Stated goal
Report, in full, every line in the records below that contains the string "query".

Items
(begin)
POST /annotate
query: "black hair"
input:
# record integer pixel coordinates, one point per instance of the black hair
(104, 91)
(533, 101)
(end)
(begin)
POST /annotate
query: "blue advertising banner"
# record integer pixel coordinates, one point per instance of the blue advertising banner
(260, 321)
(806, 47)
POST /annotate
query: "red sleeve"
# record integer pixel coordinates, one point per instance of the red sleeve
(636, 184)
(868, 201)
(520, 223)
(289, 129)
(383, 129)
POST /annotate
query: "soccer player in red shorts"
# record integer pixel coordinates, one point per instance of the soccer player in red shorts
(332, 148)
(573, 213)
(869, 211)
(end)
(begin)
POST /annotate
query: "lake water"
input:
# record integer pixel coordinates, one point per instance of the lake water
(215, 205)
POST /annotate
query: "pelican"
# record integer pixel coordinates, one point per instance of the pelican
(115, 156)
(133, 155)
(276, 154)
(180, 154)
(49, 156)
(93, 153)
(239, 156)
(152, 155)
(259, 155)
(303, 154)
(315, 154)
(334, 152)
(end)
Final result
query: "black hair"
query: "blue advertising banner"
query: "red sleeve"
query: "soccer player in red shorts"
query: "lake water"
query: "pelican"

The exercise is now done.